## RECORDS SHOWN:
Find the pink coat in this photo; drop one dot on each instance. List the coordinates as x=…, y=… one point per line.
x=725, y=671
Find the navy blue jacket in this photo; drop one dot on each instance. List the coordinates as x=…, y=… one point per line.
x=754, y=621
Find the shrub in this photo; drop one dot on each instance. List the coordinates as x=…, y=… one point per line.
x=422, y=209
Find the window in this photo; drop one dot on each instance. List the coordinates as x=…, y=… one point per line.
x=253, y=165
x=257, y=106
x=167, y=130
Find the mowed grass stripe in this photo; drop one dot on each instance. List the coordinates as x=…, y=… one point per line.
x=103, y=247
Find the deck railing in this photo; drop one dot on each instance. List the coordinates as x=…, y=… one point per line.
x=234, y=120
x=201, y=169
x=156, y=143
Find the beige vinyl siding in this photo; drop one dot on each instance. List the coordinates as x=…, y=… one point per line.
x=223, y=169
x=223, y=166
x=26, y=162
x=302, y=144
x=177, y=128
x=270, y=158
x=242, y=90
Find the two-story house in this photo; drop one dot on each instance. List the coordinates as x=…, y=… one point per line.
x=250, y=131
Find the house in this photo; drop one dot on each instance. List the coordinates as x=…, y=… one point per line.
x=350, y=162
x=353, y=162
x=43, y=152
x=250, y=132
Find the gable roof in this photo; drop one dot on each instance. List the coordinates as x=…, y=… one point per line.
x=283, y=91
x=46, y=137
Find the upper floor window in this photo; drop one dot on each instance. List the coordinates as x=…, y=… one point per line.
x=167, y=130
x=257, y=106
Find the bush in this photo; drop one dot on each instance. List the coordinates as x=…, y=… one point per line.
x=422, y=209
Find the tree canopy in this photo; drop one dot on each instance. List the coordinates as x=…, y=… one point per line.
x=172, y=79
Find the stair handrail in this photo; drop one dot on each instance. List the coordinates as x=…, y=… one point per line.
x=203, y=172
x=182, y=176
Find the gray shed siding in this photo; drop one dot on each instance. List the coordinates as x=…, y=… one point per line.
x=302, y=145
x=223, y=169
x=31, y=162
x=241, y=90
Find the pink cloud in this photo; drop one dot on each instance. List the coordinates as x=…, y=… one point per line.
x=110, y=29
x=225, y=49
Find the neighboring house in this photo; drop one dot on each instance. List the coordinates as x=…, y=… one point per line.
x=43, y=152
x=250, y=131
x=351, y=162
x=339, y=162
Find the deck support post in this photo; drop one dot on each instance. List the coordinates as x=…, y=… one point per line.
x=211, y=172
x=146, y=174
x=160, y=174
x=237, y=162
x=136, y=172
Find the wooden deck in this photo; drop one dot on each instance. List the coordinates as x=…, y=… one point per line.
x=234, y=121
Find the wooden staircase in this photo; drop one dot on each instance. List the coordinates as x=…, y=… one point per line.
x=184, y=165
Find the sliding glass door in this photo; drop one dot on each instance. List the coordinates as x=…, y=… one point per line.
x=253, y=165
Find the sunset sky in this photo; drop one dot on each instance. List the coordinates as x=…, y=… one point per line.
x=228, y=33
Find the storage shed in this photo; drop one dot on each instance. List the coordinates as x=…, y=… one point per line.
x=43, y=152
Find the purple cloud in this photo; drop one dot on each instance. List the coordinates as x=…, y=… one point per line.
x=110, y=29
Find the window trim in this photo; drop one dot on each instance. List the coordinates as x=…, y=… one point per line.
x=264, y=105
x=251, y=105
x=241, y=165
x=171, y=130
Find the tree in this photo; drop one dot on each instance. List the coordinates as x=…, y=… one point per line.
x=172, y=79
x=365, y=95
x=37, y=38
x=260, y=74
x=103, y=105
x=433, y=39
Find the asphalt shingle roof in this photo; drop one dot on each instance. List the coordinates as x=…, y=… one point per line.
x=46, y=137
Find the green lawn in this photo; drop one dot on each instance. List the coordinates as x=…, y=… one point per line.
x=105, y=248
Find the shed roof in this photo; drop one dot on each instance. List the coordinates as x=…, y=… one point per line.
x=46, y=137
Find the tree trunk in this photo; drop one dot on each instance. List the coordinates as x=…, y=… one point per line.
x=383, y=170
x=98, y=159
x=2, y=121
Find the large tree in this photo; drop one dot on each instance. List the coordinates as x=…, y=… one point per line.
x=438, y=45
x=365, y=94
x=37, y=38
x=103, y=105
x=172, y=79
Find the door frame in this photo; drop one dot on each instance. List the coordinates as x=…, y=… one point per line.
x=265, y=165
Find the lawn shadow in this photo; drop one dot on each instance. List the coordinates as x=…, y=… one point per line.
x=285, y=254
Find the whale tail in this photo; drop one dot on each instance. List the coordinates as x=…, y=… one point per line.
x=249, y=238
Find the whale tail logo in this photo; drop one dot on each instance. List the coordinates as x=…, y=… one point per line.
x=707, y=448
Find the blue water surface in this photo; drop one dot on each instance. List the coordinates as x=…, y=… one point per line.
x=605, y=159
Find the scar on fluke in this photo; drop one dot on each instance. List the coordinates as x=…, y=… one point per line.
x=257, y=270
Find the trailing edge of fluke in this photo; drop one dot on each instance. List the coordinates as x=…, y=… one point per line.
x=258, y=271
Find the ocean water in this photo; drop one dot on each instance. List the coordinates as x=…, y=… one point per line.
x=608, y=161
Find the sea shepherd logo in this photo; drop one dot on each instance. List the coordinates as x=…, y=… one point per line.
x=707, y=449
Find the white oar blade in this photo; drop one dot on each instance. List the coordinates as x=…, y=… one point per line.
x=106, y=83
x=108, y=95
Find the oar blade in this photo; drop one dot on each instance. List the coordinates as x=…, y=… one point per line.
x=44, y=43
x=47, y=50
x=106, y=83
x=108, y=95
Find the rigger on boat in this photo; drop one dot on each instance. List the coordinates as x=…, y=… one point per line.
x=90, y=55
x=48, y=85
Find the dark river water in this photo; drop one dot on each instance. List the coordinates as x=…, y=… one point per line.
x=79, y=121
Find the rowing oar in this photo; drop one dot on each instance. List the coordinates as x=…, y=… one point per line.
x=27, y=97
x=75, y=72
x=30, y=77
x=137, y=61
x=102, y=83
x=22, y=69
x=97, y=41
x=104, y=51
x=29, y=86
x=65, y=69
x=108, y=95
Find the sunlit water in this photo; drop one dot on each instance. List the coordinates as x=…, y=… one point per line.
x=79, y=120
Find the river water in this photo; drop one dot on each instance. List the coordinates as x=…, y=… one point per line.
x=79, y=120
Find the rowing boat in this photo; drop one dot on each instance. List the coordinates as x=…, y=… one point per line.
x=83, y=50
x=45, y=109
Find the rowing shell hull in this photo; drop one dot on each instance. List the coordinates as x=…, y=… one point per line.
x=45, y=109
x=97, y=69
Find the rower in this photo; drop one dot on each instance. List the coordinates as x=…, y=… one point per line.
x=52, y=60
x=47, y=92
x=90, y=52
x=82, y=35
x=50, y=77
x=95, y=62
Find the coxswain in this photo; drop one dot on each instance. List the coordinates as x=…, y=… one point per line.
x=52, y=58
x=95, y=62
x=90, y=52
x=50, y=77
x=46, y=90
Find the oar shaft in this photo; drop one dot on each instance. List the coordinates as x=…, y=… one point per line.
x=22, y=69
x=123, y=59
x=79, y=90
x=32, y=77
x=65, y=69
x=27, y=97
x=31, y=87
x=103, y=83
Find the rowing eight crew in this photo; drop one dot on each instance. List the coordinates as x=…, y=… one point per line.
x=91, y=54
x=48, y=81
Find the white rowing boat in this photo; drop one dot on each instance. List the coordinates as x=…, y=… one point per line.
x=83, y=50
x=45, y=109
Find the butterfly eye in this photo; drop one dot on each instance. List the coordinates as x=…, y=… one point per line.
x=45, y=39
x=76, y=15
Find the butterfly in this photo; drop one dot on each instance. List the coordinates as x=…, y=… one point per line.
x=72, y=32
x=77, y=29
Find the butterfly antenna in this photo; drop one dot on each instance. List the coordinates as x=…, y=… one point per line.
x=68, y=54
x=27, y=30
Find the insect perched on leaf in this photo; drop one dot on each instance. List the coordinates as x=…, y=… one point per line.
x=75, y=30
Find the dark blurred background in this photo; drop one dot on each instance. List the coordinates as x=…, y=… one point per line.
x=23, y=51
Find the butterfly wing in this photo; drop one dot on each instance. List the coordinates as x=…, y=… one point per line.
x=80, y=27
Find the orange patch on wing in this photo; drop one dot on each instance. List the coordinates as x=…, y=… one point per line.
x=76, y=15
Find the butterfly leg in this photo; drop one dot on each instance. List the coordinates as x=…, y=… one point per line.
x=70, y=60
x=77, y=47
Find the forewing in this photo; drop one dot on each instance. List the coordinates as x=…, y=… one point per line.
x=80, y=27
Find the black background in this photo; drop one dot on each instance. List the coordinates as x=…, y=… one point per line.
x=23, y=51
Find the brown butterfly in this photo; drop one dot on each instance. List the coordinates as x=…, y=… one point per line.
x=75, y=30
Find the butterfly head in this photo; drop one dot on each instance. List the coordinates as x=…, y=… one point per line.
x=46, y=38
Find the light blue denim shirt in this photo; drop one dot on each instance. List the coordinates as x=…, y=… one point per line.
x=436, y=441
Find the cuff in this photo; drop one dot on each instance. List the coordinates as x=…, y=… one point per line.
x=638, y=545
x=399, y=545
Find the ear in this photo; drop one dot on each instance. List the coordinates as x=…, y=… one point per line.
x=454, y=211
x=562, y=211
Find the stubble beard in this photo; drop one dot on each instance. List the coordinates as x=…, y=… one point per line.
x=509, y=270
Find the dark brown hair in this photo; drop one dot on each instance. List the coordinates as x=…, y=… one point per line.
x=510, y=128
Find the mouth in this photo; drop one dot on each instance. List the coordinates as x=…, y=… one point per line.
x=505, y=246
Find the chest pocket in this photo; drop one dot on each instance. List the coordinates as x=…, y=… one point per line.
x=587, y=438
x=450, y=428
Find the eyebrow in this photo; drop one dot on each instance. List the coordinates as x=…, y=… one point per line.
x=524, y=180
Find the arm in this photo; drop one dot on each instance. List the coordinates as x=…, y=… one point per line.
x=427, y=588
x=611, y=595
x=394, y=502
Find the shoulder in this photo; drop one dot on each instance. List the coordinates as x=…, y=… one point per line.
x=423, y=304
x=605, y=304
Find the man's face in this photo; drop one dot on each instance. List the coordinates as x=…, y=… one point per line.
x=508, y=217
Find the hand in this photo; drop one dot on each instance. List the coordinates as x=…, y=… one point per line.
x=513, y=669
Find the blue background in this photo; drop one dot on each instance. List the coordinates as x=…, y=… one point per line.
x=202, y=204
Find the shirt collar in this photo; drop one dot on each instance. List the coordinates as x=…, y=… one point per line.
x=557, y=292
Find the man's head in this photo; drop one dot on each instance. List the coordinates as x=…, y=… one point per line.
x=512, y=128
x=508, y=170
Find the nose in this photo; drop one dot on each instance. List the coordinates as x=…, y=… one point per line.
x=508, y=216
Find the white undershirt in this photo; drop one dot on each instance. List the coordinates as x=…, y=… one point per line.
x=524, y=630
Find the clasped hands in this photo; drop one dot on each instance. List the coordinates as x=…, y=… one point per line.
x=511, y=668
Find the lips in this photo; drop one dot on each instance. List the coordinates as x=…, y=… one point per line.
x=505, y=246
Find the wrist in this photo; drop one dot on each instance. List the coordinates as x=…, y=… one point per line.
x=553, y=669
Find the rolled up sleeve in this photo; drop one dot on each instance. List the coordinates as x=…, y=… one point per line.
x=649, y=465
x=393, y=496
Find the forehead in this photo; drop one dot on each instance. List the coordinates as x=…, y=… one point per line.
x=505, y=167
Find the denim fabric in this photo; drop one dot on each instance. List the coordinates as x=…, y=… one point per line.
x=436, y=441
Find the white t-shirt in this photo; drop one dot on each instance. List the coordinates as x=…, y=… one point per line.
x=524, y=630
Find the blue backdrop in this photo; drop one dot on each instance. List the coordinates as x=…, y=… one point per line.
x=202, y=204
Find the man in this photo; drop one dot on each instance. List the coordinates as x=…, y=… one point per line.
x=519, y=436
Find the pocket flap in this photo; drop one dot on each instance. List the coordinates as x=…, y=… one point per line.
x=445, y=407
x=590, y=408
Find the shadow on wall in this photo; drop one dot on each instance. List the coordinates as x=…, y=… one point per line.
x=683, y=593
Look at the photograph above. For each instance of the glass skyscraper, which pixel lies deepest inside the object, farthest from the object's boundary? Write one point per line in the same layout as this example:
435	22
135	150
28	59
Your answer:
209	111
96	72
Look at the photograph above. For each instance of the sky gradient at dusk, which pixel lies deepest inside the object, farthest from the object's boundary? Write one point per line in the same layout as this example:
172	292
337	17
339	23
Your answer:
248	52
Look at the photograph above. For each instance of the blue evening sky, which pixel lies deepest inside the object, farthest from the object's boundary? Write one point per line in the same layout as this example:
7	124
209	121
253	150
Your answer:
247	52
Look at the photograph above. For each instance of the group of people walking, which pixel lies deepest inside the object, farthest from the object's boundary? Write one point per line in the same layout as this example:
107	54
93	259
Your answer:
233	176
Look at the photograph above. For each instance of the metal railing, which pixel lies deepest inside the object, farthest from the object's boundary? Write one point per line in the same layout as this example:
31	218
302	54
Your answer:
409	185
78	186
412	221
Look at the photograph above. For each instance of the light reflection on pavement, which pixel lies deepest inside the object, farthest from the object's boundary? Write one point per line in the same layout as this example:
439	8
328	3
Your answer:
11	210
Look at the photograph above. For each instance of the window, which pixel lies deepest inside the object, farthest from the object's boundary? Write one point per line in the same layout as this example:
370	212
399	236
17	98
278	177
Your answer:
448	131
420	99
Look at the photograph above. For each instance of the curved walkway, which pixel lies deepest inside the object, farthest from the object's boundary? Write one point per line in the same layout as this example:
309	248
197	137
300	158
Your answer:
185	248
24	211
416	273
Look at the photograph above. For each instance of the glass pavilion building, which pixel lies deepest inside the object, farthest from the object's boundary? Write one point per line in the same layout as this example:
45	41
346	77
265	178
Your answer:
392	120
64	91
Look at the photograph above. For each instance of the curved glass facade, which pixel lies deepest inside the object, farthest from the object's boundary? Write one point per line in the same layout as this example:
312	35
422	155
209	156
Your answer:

## INSTRUCTIONS TO FOLLOW:
If a line of the data above contains "curved", copy it out.

## RESULT OF THE TASK:
Look at the photograph above. For each instance of the curved walkway, which pixel lies deepest inside the object, farthest from the object's boundary? Write one point per line in the same layout as this example:
Look at the photograph above. For each instance of the curved glass facade, which pixel lies deepest inside the object, farthest from the object's boundary? Write one point per line in the same layout as this example:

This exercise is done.